→ WHAT THE EXERCISE ASKS:
Those lines of the records that contain "iceberg" are to be located and copied.

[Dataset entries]
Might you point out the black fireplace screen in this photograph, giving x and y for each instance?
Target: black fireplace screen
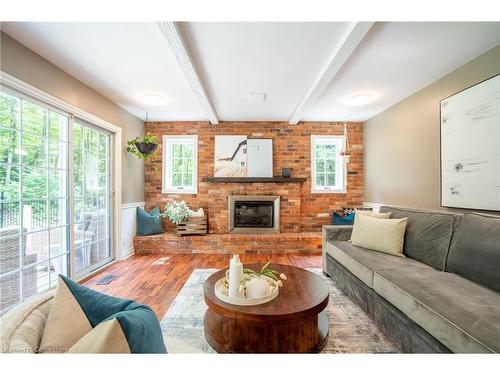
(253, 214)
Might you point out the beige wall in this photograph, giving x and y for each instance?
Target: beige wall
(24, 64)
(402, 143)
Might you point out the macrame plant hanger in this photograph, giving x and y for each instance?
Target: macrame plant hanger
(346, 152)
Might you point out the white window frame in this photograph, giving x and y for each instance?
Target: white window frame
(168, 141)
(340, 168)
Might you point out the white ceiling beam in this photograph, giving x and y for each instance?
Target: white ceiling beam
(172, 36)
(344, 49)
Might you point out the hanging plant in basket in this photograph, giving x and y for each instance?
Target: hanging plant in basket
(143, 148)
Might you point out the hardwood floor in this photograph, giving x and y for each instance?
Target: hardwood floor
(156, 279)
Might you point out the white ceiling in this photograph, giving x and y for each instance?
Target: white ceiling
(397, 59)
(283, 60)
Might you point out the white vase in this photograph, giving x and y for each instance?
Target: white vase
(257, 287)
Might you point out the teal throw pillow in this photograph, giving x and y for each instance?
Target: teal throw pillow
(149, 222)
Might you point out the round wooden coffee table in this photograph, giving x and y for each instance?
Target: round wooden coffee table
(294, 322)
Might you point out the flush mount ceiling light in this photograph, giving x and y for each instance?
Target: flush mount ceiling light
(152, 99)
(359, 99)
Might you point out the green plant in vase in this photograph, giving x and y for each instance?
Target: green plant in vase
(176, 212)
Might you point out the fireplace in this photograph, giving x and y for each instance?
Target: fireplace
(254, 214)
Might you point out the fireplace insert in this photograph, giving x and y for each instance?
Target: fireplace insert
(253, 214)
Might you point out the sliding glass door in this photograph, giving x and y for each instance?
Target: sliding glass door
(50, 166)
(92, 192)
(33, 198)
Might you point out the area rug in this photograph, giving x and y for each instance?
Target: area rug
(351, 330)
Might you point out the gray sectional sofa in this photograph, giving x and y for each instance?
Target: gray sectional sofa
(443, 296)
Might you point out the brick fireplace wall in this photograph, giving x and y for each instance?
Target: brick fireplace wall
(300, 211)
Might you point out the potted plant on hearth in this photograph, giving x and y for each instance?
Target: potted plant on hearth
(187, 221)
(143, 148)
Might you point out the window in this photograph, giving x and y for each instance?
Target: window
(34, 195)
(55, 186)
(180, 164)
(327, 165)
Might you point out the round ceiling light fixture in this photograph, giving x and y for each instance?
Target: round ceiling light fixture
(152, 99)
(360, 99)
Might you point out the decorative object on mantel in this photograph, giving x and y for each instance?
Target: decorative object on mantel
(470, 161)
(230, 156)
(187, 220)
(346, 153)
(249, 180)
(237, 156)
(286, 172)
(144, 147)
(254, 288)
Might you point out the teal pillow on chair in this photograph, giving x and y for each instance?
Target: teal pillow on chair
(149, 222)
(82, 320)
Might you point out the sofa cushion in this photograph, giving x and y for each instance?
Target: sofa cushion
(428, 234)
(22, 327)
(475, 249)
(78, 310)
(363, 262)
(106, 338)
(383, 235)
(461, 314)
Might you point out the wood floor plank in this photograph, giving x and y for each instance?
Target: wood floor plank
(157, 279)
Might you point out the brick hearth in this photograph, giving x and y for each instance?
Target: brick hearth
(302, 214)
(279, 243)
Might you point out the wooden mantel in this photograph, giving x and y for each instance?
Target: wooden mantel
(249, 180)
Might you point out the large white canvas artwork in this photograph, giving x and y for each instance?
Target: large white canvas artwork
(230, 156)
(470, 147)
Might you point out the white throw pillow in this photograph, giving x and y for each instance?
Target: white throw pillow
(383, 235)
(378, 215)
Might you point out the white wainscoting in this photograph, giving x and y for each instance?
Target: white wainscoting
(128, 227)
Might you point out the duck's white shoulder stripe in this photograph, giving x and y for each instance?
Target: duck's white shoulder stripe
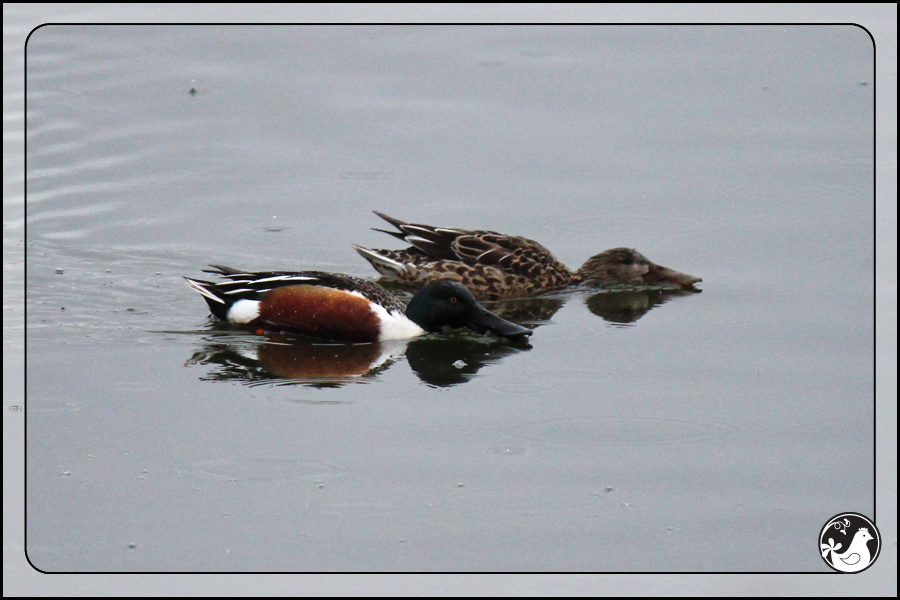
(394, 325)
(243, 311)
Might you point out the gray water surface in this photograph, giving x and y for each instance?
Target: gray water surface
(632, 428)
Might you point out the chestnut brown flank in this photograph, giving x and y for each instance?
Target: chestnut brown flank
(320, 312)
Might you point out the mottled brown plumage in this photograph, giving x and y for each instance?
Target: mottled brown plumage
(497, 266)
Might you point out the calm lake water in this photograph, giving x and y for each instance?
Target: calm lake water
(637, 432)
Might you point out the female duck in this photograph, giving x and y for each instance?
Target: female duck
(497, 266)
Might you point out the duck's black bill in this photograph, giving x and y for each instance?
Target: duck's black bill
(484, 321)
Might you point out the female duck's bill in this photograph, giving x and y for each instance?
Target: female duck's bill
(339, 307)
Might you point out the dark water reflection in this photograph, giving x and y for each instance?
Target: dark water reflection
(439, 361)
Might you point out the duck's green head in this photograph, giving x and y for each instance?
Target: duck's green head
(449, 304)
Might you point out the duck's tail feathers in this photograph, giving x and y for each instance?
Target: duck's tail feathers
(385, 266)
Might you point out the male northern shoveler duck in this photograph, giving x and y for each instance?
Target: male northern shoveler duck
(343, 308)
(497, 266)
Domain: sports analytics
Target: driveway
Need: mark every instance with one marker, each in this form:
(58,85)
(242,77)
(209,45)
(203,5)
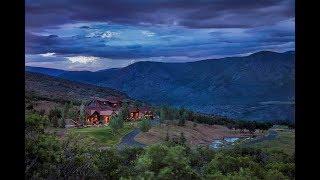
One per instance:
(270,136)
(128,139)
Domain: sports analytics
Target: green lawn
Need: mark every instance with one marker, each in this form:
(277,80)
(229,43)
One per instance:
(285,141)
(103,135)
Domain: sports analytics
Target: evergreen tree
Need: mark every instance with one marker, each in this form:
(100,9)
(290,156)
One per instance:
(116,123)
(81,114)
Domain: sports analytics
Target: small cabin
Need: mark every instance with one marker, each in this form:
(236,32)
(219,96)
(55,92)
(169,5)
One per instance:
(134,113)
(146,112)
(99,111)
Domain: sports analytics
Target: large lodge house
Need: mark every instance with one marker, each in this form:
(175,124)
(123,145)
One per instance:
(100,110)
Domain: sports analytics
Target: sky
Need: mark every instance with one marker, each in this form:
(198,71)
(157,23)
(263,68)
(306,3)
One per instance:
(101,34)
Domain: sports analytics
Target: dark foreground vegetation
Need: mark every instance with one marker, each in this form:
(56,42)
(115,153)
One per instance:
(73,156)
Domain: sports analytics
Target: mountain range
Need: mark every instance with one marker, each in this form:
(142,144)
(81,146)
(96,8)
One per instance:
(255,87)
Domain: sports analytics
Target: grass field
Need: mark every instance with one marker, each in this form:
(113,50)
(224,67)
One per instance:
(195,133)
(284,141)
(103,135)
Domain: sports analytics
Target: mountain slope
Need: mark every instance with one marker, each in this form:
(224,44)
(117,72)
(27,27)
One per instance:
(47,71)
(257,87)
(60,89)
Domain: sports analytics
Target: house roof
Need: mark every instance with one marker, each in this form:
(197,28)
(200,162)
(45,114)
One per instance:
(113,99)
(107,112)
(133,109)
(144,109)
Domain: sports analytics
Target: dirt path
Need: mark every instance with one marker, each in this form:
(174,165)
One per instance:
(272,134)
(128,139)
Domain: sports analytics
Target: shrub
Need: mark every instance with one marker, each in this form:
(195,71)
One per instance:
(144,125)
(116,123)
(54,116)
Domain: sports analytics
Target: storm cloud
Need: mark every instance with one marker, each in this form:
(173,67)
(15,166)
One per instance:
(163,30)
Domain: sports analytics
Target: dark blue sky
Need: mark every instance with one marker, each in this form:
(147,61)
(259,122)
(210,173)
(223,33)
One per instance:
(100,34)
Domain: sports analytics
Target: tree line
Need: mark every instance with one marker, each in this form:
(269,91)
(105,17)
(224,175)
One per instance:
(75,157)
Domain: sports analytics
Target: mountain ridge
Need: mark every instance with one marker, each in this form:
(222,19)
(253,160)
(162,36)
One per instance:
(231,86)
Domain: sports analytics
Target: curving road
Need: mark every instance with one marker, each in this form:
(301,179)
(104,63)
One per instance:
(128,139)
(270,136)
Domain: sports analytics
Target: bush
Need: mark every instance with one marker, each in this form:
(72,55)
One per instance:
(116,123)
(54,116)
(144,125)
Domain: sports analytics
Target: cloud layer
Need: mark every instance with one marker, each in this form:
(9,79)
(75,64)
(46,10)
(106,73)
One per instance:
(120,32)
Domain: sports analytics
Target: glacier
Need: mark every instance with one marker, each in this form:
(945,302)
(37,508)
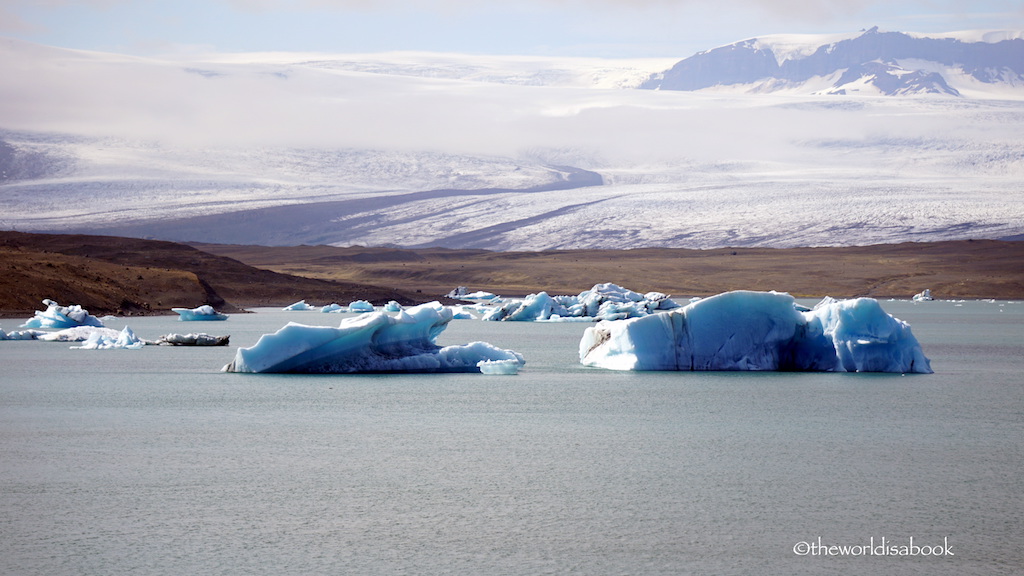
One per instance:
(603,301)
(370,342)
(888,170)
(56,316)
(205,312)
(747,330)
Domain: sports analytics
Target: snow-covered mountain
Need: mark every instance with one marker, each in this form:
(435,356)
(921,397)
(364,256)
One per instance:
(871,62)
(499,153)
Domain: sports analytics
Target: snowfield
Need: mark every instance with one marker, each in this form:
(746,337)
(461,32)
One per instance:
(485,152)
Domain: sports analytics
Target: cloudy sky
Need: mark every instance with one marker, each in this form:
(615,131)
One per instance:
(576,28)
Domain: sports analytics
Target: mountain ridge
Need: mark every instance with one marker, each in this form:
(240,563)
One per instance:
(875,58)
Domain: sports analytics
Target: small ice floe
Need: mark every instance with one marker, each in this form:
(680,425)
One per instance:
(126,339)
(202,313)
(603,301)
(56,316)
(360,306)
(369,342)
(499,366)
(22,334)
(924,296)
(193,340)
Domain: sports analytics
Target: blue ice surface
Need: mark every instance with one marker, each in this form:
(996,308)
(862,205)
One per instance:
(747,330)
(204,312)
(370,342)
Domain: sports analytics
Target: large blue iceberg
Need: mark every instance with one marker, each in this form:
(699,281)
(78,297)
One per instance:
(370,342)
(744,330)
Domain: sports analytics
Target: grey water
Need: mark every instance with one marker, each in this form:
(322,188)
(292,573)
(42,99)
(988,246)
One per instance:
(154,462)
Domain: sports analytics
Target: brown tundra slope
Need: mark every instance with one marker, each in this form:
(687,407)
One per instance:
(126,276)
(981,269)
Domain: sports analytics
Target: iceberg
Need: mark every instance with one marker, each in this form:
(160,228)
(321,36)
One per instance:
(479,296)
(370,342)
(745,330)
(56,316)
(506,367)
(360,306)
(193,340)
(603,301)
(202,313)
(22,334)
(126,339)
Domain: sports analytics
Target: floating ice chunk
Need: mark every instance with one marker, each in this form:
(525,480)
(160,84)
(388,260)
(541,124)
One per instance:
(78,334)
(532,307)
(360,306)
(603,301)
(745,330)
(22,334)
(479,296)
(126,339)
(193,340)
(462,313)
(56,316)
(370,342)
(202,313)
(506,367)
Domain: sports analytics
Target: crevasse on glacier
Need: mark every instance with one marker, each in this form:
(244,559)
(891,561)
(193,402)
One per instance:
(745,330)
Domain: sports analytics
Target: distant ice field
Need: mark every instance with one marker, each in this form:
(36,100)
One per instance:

→ PROBLEM SOLUTION:
Target: large blue iceberg
Target: iceberg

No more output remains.